## Exercise instructions
Extract each line of the material below that contains the string "salad", and list those lines in their original order.

(Point-based annotation data)
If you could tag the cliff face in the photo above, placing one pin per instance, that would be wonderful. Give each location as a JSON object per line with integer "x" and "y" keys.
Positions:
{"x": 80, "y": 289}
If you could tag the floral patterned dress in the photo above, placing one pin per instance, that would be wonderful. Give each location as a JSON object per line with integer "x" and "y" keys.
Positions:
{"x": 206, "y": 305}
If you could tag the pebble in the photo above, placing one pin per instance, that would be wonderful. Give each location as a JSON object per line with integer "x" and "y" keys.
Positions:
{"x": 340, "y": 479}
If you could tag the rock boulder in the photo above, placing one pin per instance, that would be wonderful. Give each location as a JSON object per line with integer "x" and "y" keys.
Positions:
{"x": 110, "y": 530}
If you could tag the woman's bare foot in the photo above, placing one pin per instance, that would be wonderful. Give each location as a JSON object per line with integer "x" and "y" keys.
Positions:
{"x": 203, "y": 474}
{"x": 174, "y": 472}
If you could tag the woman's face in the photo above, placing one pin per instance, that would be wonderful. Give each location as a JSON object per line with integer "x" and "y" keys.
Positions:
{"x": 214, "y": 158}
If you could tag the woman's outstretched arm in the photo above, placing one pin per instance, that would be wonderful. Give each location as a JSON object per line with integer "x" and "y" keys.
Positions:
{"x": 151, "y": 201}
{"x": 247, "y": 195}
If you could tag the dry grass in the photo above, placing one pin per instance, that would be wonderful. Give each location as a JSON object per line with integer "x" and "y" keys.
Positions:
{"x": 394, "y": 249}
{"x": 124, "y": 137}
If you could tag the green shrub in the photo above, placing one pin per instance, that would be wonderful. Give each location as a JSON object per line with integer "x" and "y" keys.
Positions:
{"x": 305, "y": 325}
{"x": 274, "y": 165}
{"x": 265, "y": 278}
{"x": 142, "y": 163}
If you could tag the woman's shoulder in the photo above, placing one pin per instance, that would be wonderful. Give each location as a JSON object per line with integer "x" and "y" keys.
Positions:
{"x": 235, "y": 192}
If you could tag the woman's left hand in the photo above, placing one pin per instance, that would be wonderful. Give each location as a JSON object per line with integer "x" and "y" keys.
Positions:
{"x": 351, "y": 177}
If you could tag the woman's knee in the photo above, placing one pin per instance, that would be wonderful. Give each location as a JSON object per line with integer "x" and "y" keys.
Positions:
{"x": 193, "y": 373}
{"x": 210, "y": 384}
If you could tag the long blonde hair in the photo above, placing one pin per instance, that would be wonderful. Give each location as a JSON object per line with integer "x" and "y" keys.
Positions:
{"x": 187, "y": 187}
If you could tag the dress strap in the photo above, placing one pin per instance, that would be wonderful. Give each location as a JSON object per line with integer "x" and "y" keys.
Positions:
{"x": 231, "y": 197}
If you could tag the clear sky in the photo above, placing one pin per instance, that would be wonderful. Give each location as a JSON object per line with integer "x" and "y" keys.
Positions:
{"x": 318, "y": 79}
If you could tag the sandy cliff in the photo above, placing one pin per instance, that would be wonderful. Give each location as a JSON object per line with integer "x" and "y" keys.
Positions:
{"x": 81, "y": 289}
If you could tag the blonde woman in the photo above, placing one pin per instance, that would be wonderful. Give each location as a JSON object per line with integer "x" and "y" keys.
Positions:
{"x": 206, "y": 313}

...

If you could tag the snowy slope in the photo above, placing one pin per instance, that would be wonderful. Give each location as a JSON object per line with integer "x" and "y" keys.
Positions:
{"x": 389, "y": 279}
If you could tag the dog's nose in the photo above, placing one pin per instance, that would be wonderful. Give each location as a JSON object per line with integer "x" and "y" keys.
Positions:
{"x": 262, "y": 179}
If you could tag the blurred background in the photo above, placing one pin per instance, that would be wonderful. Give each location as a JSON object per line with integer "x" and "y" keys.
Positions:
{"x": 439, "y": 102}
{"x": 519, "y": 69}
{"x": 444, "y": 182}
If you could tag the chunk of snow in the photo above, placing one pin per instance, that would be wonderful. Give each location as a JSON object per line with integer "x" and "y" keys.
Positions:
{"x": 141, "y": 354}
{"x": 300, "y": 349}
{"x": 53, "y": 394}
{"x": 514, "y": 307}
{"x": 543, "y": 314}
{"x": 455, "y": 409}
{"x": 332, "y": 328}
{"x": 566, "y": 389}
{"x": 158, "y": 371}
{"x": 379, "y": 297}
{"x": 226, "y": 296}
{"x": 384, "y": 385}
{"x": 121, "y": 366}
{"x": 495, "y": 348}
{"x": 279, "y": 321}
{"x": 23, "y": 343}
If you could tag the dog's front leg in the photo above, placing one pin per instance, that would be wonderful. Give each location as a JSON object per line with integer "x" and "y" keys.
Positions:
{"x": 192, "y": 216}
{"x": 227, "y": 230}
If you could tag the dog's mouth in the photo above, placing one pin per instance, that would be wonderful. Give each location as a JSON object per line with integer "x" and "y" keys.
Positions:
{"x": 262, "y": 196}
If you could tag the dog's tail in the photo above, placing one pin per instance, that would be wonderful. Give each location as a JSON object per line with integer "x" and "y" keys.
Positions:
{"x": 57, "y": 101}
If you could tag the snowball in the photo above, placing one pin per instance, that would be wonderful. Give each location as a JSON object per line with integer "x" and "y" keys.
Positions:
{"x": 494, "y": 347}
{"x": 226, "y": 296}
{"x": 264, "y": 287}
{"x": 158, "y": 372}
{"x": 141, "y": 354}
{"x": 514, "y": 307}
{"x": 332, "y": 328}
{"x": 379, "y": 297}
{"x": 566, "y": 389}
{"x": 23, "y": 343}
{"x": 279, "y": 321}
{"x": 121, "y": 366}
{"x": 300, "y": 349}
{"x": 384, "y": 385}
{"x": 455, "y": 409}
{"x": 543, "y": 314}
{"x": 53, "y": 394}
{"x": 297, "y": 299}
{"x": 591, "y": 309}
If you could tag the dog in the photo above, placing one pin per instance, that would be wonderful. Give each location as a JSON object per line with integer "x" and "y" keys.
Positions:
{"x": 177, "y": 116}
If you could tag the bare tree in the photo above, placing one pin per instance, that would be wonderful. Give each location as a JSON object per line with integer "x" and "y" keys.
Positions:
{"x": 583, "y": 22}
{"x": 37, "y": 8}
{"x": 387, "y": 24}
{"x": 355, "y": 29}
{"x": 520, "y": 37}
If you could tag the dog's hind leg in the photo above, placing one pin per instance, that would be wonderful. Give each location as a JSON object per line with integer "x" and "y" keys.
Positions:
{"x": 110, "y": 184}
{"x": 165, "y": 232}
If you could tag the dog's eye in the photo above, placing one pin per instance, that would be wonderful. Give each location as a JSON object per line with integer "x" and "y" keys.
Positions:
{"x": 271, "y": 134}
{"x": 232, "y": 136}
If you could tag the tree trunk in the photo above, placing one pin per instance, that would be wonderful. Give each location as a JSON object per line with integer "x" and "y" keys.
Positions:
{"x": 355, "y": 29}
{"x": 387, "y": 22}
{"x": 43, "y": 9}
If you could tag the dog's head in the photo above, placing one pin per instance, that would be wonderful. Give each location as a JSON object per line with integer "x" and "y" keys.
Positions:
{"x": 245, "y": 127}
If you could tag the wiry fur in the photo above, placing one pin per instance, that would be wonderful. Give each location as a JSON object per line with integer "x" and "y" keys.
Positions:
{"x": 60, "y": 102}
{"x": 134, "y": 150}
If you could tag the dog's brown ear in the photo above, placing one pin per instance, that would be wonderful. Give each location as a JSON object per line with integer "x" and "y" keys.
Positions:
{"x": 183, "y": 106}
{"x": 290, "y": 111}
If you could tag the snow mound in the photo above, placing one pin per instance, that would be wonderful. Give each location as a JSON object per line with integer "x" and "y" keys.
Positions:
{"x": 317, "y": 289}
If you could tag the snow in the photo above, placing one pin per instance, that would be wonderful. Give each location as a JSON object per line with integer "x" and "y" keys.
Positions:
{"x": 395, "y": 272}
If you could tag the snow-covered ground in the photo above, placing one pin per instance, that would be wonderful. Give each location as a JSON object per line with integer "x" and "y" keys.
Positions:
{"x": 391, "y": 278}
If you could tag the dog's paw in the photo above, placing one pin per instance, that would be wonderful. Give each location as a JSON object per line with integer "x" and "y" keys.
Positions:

---

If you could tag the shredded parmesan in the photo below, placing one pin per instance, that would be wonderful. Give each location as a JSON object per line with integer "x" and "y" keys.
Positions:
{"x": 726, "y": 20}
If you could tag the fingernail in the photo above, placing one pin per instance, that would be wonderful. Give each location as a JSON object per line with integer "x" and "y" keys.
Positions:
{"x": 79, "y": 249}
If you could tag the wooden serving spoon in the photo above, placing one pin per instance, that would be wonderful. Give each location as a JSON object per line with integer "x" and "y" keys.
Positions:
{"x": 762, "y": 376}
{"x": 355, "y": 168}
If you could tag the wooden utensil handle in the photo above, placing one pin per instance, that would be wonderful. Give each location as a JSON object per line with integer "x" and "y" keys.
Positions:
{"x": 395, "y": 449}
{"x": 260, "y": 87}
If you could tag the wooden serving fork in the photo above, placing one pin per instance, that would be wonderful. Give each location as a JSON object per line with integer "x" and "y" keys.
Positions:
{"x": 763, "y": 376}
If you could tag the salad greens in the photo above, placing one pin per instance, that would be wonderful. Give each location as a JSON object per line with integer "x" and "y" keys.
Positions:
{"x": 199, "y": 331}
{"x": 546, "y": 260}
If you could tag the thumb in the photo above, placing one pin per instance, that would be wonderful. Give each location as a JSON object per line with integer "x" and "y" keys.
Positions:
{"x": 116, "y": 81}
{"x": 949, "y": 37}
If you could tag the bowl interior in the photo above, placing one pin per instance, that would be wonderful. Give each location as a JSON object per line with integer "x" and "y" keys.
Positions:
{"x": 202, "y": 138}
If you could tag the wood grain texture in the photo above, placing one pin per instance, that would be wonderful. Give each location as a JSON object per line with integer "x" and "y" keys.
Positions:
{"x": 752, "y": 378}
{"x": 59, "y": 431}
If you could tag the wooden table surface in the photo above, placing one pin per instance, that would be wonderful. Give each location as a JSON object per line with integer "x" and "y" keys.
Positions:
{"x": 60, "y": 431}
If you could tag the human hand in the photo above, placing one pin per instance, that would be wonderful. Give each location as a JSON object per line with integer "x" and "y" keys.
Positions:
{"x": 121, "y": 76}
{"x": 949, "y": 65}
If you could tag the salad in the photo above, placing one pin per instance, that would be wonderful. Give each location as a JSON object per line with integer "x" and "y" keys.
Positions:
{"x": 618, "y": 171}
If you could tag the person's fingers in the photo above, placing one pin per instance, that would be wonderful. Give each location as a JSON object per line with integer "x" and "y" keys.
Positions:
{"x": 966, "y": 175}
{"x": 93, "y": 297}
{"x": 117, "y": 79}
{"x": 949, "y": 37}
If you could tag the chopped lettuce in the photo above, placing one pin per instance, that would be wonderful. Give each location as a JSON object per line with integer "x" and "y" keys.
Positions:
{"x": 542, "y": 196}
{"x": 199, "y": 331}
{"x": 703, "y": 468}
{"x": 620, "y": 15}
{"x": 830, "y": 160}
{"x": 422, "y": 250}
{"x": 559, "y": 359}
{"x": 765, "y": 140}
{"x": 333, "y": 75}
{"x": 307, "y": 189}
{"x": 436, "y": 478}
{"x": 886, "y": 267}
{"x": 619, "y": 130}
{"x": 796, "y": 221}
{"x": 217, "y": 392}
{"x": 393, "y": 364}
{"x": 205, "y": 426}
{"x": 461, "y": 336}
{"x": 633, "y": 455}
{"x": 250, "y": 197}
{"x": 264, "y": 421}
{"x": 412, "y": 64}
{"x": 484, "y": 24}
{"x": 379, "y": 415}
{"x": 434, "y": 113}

## Reply to the exercise
If you could tag the salad greens in the photo above, placing one pin per instance, that would be wonderful. Give each location as a JSON object per line with integer "x" and "y" keys.
If you could tag the salad in the photo above, placing one pin per instance, that would be wonderful. Give each location as a JSON object per line with integer "x" and "y" keys.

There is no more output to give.